▶ CONSIGNES:
• A. Imprimez le passage de la décision qui va de « Référence: Compétence de » jusqu'à « internationale, en qualité d'office récepteur au sens du PCT. » inclus.
• B. Dressez la liste des États désignés dans la demande internationale dont parle la décision.

▶ TEXTE SOURCE:
########
CHAMBRES DE RECOURS
Décisions de la Chambre de recours juridique
Décision de la Chambre de recours juridique en date du 16 décembre 1992 - J 15/91 - 3.1.1
(Traduction)
Composition de la Chambre:
Président: | C. Payraudeau |
Membres: | W.M. Schar |
| J.P.B. Seitz |
Demandeur: ...
Référence: Compétence de la chambre de recours
Article: 12(1), 18(2), 31(3), 31(6)a), 34(1) PCT ; 150(2) CBE
Règle: 40.2 c), 68.3 c) PCT
Mot-clé: "Compétence des chambres de recours dans les procédures au titre du PCT"
Sommaire
I. Les chambres de recours de l'OEB ne sont pas compétentes pour examiner des recours dirigés contre des actes que l'OEB a accomplis en qualité d'administration chargée de l'examen préliminaire international (IPEA) au sens du PCT (confirmation de la décision J 20/89, JO OEB 1991, 375, 378).
Cela vaut même si l'OEB a déjà agi, pour la même demande internationale, en qualité d'office récepteur au sens du PCT.
II. Il n'y a pas lieu, en l'occurrence, de se prononcer sur la question de la compétence des chambres de recours de l'OEB pour examiner des recours formés contre l'OEB agissant en qualité d'office récepteur au sens du PCT.
Exposé des faits et conclusions
I. Le 3 novembre 1989, le requérant a déposé auprès du département de La Haye de l'Office européen des brevets une demande internationale, ci-après "demande de brevet", au titre du PCT dans laquelle les Etats désignés étaient l'Australie (pour un "petty patent"), ainsi que l'Allemagne, le Japon, la République de Corée et le Burkina Faso (dans chaque cas pour un modèle d'utilité). Il ressort du dossier, à savoir de la copie du formulaire de règlement des taxes ou encore de l'accusé de réception des documents de la demande (OEB Form 1010), qu'entre autres la taxe de recherche et la taxe d'examen préliminaire international ont été payées à cette même date.
II. Le rapport de recherche internationale a été établi par l'OEB et envoyé au demandeur le 22 février 1990. La demande a été publiée le 17 mai 1990.
III. Par lettre en date du 4 mai 1991 (reçue le 6 mai 1991), le demandeur a adressé à l'OEB les formulaires de demande d'examen préliminaire international.
IV. Par lettre en date du 6 mai 1991 et reçue le jour même, le demandeur a présenté à l'Office européen des brevets à Munich une requête en rectification, ainsi qu'une requête en restitutio in integrum.
########
▶ MATÉRIEL PRÉSENTÉ:
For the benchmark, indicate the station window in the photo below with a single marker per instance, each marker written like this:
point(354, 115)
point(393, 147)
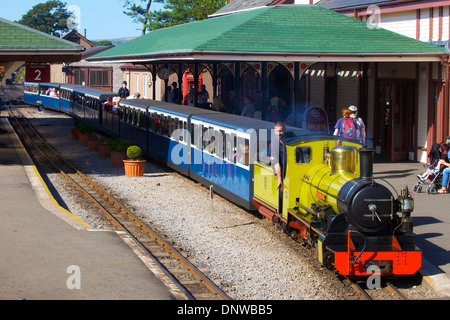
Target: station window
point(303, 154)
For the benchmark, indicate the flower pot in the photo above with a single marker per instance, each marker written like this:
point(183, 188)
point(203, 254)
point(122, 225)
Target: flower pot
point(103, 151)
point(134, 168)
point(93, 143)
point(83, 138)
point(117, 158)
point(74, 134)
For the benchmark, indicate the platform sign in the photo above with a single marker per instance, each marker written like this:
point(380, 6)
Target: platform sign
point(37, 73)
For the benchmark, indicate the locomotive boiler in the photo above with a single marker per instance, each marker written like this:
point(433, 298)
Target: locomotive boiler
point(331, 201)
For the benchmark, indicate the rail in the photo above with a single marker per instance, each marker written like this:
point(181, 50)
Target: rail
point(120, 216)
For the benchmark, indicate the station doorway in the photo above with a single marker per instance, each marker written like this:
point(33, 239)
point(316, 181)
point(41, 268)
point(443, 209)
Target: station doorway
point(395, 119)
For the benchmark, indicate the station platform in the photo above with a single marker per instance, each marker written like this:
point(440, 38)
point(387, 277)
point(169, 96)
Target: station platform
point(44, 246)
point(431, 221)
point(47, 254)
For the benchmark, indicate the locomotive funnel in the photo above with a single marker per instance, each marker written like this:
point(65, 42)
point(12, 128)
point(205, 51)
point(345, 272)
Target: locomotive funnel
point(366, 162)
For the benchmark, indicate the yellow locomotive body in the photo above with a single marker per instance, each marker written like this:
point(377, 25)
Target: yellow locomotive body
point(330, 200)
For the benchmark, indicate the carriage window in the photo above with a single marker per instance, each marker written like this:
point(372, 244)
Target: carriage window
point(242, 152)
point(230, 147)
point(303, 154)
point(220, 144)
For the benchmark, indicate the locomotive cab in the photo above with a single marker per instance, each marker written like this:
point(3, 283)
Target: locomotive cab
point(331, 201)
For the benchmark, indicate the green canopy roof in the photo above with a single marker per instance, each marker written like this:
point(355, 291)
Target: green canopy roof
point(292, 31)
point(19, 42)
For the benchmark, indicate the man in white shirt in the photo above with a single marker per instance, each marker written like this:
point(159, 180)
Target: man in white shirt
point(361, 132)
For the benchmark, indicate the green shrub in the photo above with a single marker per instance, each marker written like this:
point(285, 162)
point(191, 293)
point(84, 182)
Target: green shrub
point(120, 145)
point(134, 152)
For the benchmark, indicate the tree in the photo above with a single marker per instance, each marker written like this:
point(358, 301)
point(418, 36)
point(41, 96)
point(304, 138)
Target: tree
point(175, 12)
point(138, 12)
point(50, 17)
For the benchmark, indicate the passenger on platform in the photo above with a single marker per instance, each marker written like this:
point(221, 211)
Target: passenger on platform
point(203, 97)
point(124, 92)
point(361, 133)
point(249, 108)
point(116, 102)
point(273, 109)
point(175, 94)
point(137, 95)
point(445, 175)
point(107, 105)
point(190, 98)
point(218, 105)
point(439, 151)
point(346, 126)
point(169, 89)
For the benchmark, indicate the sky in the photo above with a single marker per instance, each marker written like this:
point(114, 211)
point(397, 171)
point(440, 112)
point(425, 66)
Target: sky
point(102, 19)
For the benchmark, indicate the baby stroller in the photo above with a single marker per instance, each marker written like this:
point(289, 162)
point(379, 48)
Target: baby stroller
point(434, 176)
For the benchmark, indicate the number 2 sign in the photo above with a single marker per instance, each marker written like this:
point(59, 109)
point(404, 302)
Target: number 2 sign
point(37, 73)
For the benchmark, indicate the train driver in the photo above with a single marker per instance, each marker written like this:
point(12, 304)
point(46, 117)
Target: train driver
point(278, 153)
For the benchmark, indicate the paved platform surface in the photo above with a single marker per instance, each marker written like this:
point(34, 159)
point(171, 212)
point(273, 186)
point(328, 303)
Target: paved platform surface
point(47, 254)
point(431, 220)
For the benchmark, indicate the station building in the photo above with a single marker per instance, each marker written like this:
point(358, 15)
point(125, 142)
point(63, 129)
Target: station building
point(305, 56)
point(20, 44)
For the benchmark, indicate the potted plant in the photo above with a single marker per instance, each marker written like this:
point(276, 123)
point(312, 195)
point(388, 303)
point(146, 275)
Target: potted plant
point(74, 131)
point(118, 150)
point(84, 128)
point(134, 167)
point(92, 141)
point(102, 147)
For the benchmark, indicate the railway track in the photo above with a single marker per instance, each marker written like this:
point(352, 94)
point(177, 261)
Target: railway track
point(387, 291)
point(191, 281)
########
▶ RÉPONSES ATTENDUES:
• A.
Référence: Compétence de la chambre de recours
Article: 12(1), 18(2), 31(3), 31(6)a), 34(1) PCT ; 150(2) CBE
Règle: 40.2 c), 68.3 c) PCT
Mot-clé: "Compétence des chambres de recours dans les procédures au titre du PCT"
Sommaire
I. Les chambres de recours de l'OEB ne sont pas compétentes pour examiner des recours dirigés contre des actes que l'OEB a accomplis en qualité d'administration chargée de l'examen préliminaire international (IPEA) au sens du PCT (confirmation de la décision J 20/89, JO OEB 1991, 375, 378).
Cela vaut même si l'OEB a déjà agi, pour la même demande internationale, en qualité d'office récepteur au sens du PCT.

• B.
Australie
Allemagne
Japon
République de Corée
Burkina Faso